What the task requires => Where the entries below show "Flag the orange", begin there and print that line and all following lines exactly, through the last, omitting pictures.

[Images for object localization]
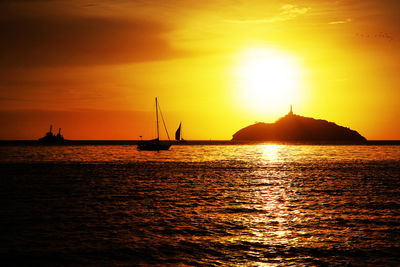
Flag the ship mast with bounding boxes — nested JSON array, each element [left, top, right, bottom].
[[155, 97, 159, 140]]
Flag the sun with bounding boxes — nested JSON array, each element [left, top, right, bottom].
[[235, 48, 303, 115]]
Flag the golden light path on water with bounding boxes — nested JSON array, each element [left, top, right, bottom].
[[219, 144, 299, 256], [260, 144, 280, 163], [1, 144, 399, 163], [1, 144, 400, 265]]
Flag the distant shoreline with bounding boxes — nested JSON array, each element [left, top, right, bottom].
[[0, 140, 399, 146]]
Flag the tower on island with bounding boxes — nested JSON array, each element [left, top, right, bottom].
[[288, 104, 293, 116]]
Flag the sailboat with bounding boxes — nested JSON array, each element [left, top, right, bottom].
[[137, 97, 171, 151], [175, 122, 186, 143]]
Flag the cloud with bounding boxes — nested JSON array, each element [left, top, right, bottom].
[[0, 15, 187, 67], [328, 18, 352, 25], [225, 4, 310, 24], [280, 4, 310, 16]]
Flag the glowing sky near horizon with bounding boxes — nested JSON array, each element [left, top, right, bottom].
[[0, 0, 399, 140]]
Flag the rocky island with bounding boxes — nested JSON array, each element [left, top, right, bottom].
[[232, 106, 367, 143]]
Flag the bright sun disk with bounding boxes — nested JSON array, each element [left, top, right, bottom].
[[235, 48, 302, 115]]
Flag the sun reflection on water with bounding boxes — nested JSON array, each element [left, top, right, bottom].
[[1, 144, 399, 265], [1, 144, 400, 163], [260, 144, 281, 163]]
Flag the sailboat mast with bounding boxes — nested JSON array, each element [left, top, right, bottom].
[[155, 97, 159, 140]]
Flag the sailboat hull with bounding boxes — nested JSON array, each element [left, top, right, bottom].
[[137, 140, 171, 151]]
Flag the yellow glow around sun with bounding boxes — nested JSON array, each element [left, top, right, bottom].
[[235, 48, 303, 115]]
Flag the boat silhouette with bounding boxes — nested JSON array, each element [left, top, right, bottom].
[[137, 98, 171, 151], [175, 122, 186, 143], [38, 125, 66, 144]]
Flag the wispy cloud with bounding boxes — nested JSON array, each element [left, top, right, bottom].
[[328, 18, 352, 25], [281, 4, 310, 17], [226, 4, 310, 24]]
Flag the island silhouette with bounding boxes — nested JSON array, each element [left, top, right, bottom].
[[232, 106, 367, 142]]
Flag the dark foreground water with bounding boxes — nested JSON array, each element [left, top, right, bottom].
[[0, 145, 399, 266]]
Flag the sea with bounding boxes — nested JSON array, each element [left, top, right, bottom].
[[0, 143, 399, 266]]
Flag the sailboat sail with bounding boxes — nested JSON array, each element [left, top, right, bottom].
[[175, 123, 181, 141]]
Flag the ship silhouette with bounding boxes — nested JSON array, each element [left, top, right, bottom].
[[38, 125, 67, 144]]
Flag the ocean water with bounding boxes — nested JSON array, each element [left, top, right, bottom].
[[0, 144, 399, 266]]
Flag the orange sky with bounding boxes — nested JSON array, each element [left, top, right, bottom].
[[0, 0, 399, 140]]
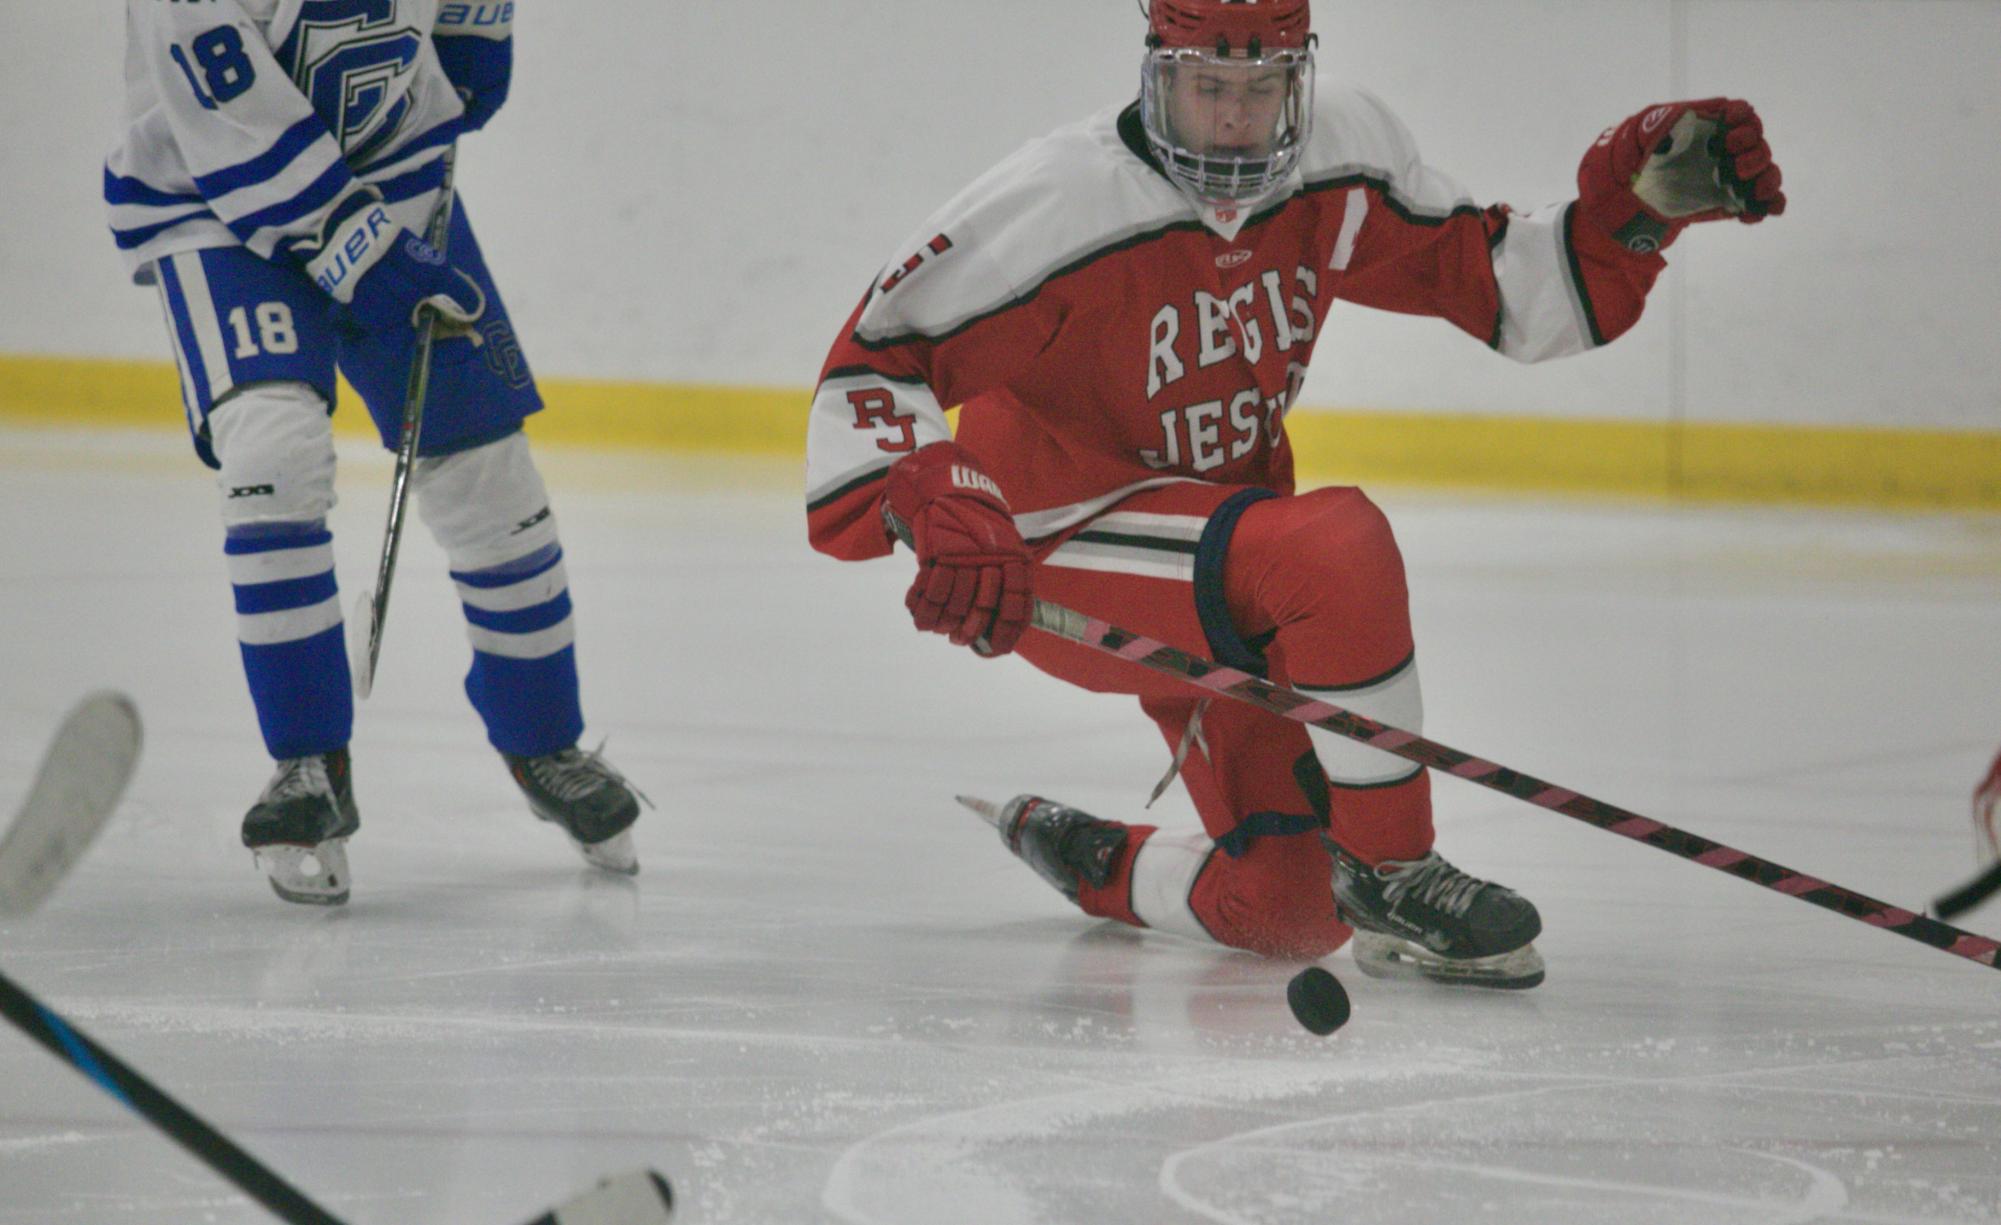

Result =>
Flag the orange sky with bounding boxes — nested JSON array, each element [left, top, right, bottom].
[[0, 0, 399, 140]]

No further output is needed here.